Brief: Set the data down exactly as it stands, and keep its pictures out.

Study material:
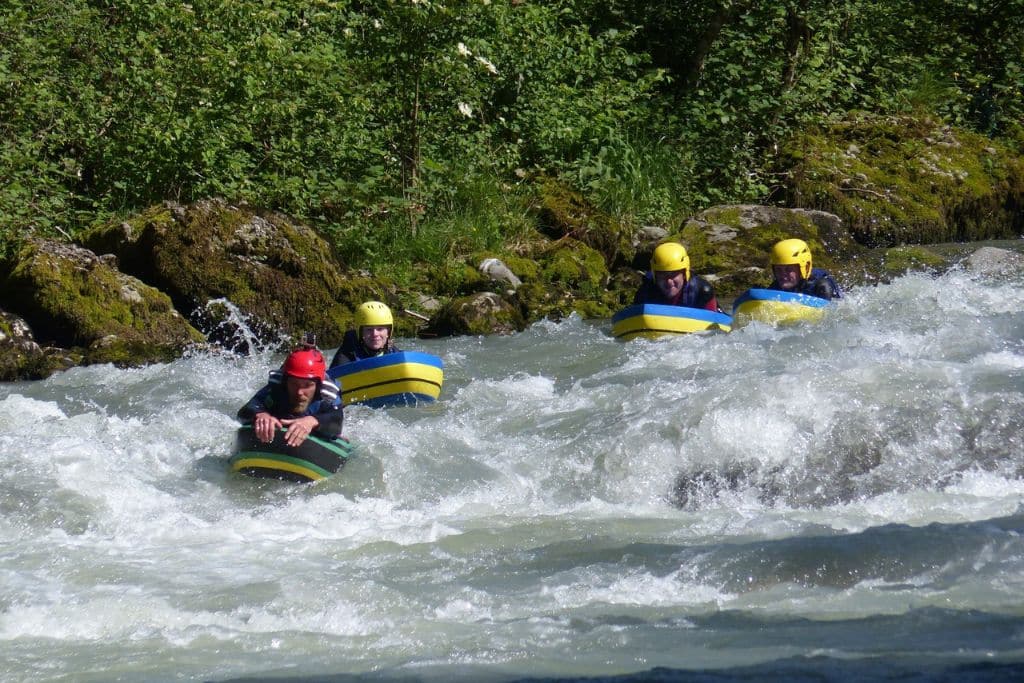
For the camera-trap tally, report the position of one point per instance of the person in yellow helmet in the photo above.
(793, 271)
(671, 283)
(372, 336)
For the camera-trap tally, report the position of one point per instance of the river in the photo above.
(829, 502)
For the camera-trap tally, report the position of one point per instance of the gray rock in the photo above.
(498, 271)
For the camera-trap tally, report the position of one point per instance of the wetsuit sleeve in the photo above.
(345, 352)
(644, 294)
(706, 296)
(329, 412)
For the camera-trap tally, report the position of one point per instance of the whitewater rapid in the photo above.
(573, 506)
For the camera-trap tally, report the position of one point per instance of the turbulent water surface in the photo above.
(836, 501)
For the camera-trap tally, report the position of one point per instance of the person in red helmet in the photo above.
(299, 398)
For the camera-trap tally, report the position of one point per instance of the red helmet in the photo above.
(305, 363)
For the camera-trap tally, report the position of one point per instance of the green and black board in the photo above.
(314, 460)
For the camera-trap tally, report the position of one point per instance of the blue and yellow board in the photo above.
(315, 459)
(777, 307)
(393, 379)
(652, 321)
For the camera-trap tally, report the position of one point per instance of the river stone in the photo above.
(498, 271)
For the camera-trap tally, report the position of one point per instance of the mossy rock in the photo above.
(564, 213)
(907, 180)
(282, 276)
(730, 244)
(576, 265)
(455, 279)
(71, 298)
(481, 313)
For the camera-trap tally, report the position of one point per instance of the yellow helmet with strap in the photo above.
(373, 314)
(793, 252)
(670, 257)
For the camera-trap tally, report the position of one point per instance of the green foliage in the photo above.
(410, 129)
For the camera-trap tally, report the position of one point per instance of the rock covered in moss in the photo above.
(564, 213)
(73, 299)
(907, 180)
(994, 261)
(729, 244)
(279, 274)
(481, 313)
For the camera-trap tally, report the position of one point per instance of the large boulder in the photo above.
(72, 299)
(907, 180)
(729, 244)
(217, 261)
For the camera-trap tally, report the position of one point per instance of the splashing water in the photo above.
(573, 506)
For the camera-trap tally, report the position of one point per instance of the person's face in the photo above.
(300, 392)
(670, 282)
(787, 276)
(375, 338)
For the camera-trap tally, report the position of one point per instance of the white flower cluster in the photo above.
(487, 63)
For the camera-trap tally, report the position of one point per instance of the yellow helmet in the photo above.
(671, 256)
(793, 252)
(374, 314)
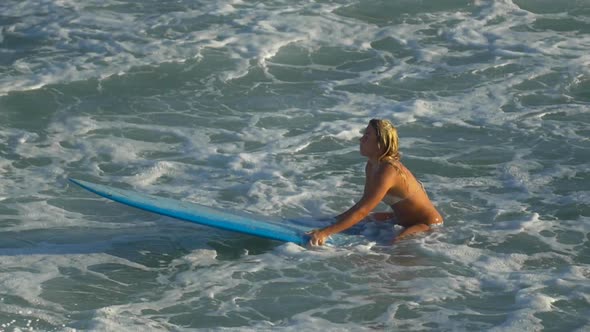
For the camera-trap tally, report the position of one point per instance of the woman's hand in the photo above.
(317, 237)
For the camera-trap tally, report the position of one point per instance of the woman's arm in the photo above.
(375, 189)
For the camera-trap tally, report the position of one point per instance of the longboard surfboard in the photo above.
(200, 214)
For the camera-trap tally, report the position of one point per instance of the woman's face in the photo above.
(368, 143)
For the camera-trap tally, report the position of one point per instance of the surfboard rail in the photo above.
(199, 214)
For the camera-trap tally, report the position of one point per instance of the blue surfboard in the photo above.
(200, 214)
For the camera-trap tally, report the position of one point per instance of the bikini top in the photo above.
(392, 200)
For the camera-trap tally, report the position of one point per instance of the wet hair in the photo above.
(388, 140)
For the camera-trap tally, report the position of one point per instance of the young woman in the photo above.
(387, 180)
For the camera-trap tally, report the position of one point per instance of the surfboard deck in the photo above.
(200, 214)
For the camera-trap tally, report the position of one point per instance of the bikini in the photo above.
(392, 200)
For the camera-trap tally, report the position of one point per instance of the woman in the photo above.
(387, 180)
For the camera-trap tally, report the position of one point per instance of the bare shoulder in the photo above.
(386, 170)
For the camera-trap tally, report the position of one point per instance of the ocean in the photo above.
(256, 106)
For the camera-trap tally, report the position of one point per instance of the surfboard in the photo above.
(201, 214)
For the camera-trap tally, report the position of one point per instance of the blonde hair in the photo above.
(388, 141)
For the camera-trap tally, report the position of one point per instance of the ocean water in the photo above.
(256, 106)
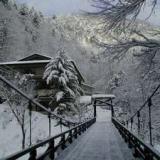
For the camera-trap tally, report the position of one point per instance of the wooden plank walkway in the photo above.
(101, 142)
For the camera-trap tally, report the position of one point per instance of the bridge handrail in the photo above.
(33, 101)
(32, 150)
(144, 104)
(141, 149)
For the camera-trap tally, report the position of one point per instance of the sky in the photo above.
(51, 7)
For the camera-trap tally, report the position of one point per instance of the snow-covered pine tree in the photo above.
(61, 75)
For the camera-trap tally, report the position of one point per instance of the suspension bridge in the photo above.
(101, 137)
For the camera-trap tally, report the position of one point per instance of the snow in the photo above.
(10, 132)
(25, 62)
(101, 141)
(85, 99)
(59, 96)
(103, 96)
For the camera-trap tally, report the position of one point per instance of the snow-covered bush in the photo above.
(61, 75)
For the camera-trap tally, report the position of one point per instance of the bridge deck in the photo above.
(101, 142)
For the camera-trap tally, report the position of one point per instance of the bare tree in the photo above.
(120, 13)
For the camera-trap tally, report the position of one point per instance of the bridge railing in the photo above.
(65, 138)
(140, 149)
(143, 120)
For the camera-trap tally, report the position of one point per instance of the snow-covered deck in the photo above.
(101, 142)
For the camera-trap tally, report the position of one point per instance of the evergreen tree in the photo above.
(24, 11)
(60, 73)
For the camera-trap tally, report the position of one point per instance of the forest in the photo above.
(116, 54)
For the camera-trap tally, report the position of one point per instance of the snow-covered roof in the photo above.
(85, 99)
(103, 96)
(39, 59)
(25, 62)
(35, 57)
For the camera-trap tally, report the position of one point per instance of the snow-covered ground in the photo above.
(10, 131)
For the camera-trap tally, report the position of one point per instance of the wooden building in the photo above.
(35, 64)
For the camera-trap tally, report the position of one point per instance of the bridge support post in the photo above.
(30, 123)
(95, 112)
(150, 120)
(112, 109)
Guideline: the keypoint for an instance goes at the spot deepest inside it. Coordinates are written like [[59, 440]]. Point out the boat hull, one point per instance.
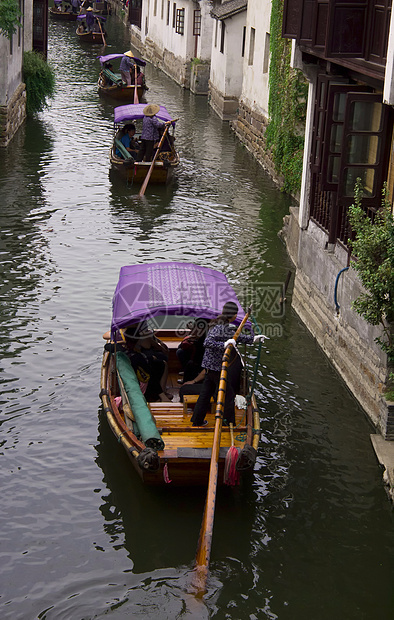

Your response:
For the camera-trap tally, report the position of one point per instance of the person in yellow helmet in the photo above.
(793, 271)
(671, 283)
(372, 336)
For the camera-trap tally, report the position of one point per instance of the river in the photo above.
(829, 502)
For the camera-trap tally, report the position of one point per instance of the gray rock in the photo above.
(498, 271)
For the camera-trap tally, report the position of one point per instance of the wetsuit sleeve in the photo above.
(345, 352)
(644, 294)
(706, 296)
(329, 412)
For the camera-trap tally, report the position of one point per instance of the whitewater rapid in the photo above.
(573, 506)
For the camera-trap tally, report the position of one point per instance of the turbulent water surface in the photo above.
(836, 501)
For the camera-trap tally, report the position of one point per instance of the person in red helmet in the photo above.
(299, 398)
For the camera-trap tally, report the position of one point per instance of the red helmet in the photo above.
(305, 363)
For the camera-trap tally, report the position of one point per instance of the green and black board in the photo above.
(314, 460)
For the camera-trap tally, report the position of one point per instance of the blue and yellow board in the photo above.
(315, 459)
(777, 307)
(393, 379)
(652, 321)
For the camera-trap tally, report the position of one point per instance of the river stone in the photo above.
(498, 271)
For the camera-trap tally, report the position of one point per instance of the mossy rock in the photo above.
(564, 213)
(907, 180)
(282, 276)
(730, 244)
(576, 265)
(455, 279)
(71, 298)
(481, 313)
For the camera-trap tally, report the position of one point per instance of the yellow helmet with strap in the photo above.
(373, 314)
(793, 252)
(670, 257)
For the camera-trap tally, report the position of one point per instance of the green foliage in the photo above.
(410, 129)
For the camera-trap tally, report the position of one point per instance of the rock covered in moss in the photo above.
(564, 213)
(73, 299)
(907, 180)
(994, 261)
(729, 244)
(279, 274)
(481, 313)
For the camera-trap tally, report the position of one point per instance of the large boulder in the photo above.
(72, 299)
(907, 180)
(729, 244)
(217, 261)
For the camera-trap tally, report the position of one point per instance of the splashing water in the photo above.
(573, 506)
For the camera-trap tally, report the position of one point per instance of the person's face in the photo above.
(300, 392)
(670, 282)
(787, 276)
(375, 338)
For the camera-trap tally, report the position of one point per instance of the white flower cluster in the photo above.
(487, 63)
For the camera-trap tally, report the position of one point per instance of the yellow helmet in the photo above.
(671, 256)
(793, 252)
(374, 314)
For the camera-trap tally, report the position of one point per instance of the woman's hand in the photo above.
(317, 237)
For the camera-trap tally, report the position of one point per instance of the woman's arm in the photo above.
(375, 189)
For the camera-trap tally, report the position of one point per instance of the longboard surfboard in the photo above.
(200, 214)
For the camera-trap tally, report the position of one point per instance of the woman's face in the photo above.
(368, 143)
For the camera-trap tally, report the position of one point per instance of the surfboard rail in the photo above.
(199, 214)
For the camera-trap tally, report the position of one point per instance of the blue surfboard in the photo above.
(200, 214)
For the camera-trap tally, report the position of one point per instance of the bikini top in the photo above.
(392, 200)
For the camera-trap tally, report the position of one point per instance of the wet hair in the photo above.
(388, 140)
For the camera-trap tally, report the position of one point per instance of the young woman in the photo above.
(387, 180)
For the camera-trap tally, report the position of one point per instance of the surfboard deck in the photo above.
(200, 214)
For the camera-trap tally, report the position of one point per instance of the bikini in the photo above.
(392, 200)
For the camera-trap tally, report the position of one point per instance of the woman in the photo above.
(387, 180)
For the camera-trap tally, report the position of one point per instance of the bare shoulder in the photo above.
(386, 170)
For the camera-trap tally, report the position of one point per instance of the ocean in the photo above.
(256, 106)
For the camera-trap tally, report the position of one point per instance of the surfboard in the photo above.
(201, 214)
For the camera-trap tally, report the position of one point per instance of the blonde hair in the photo above.
(388, 141)
For the camera-trap tally, report the position of one point per instance of the ocean water in the photo above.
(256, 106)
For the camera-trap tally, report the position of one point per instance of the wooden plank walkway in the photo above.
(101, 142)
For the camera-trap tally, report the position of one point per instance of the bridge handrail in the photo above.
(33, 101)
(32, 150)
(144, 104)
(141, 149)
For the camera-trap tally, report the position of one point per instance of the sky in the photo above.
(51, 7)
For the camera-trap tally, report the position of one point per instance of the snow-covered pine tree in the photo above.
(61, 75)
For the camera-trap tally, report the position of one point per instance of the suspension bridge in the photo above.
(101, 137)
For the camera-trap tally, report the position of one point per instance of the snow in the photo above.
(10, 132)
(25, 62)
(101, 141)
(85, 99)
(59, 96)
(103, 96)
For the camera-trap tally, report the position of one point per instance of the snow-covered bush in the photo above.
(61, 75)
For the camera-trap tally, report the position of one point per instance of the bridge deck in the photo above.
(101, 142)
For the camera-trap tally, report the position of one point per instance of the bare tree in the photo above.
(120, 13)
For the camera-trap tally, report the position of one point per instance of the bridge railing in the photo above.
(65, 138)
(140, 149)
(143, 120)
For the camera-trap tally, report the position of one point per instance of the snow-covered deck in the photo above.
(101, 142)
For the camera-trap tally, report the position of one point per instance of the evergreen tree in the photo above.
(24, 11)
(60, 73)
For the camera-trap tally, report the position of one point per instance of the forest in the photo above.
(116, 54)
For the camera-trap tally, report the position of one point per instance of the snow-covered roof in the photo above.
(85, 99)
(103, 96)
(39, 59)
(25, 62)
(35, 57)
For the camera-trap tally, report the position of one point per instance of the snow-covered ground in the photo above.
(10, 131)
For the camera-trap tally, report the position of one point per instance of the wooden building in the photo above.
(35, 64)
For the camera-trap tally, report the position of one point per instance of the bridge support post in the photo above.
(30, 123)
(95, 112)
(150, 120)
(112, 109)
Guideline: the keypoint for an instance goes at the spot deepest inside it. Coordinates are written like [[59, 440]]. Point out the boat hull, one point per instance.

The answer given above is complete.